_What you are asked to do_. Output the passage on excess mortality and pandemic interventions word for word, starting with "Rancourt told The" and going on through "declared a pandemic.".
Selected extract START
The Defender noted in a July 19 report that “researchers also used the baseline rates to investigate how the individual country variations in excess death rates correlated to different pandemic-related interventions, including vaccination and booster campaigns.”
Not all of the results on a country-by-country basis were the same. For example, in some countries, mortality spikes occurred before the vaccines were rolled out, while in other places, the mortality spikes tracked closely with vaccine or booster campaigns.
Rancourt told The Defender that, once his team was able to establish the baseline and excess mortality data for each place, they clustered and examined the data through different filters to interpret it, and drew several conclusions.
Rancourt and his team cited several factors they believe disprove the theory that the virus caused a spike in all-cause mortality, pointing out that excess mortality surged almost simultaneously across several continents when a pandemic was declared, while there were no comparable surges in areas that had not yet declared a pandemic.
“This suggests that pandemic interventions like lockdowns, which were implemented synchronously across many countries, likely caused the surges,” The Defender noted.
Rancourt said the research team found “the idea that the vaccine saved lives is ridiculous,” and is based on flawed modeling as he and colleagues also showed in a previous paper.
The study found that in many places there was no excess mortality until the vaccines were rolled out, and most countries showed temporal associations between vaccine rollouts and increases in all-cause mortality.
Based on their analysis and interpretations, the researchers concluded, “We are compelled to state that the public health establishment and its agents fundamentally caused all the excess mortality in the Covid period.”
Selected extract END
The data START
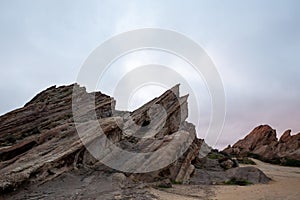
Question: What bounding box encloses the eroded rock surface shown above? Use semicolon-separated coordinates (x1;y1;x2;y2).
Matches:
0;84;270;199
224;125;300;166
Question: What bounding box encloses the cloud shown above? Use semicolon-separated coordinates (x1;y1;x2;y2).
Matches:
0;0;300;148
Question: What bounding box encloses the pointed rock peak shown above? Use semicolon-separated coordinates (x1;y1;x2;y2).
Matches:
170;83;180;97
279;129;292;142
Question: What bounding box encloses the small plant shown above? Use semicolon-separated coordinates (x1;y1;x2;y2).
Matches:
207;153;224;160
225;178;253;186
237;157;256;165
171;180;182;185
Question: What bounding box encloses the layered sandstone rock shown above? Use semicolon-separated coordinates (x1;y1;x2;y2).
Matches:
224;125;300;166
0;84;203;191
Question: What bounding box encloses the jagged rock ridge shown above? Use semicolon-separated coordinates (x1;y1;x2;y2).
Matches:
The data END
_Answer below_.
Rancourt told The Defender that, once his team was able to establish the baseline and excess mortality data for each place, they clustered and examined the data through different filters to interpret it, and drew several conclusions.
Rancourt and his team cited several factors they believe disprove the theory that the virus caused a spike in all-cause mortality, pointing out that excess mortality surged almost simultaneously across several continents when a pandemic was declared, while there were no comparable surges in areas that had not yet declared a pandemic.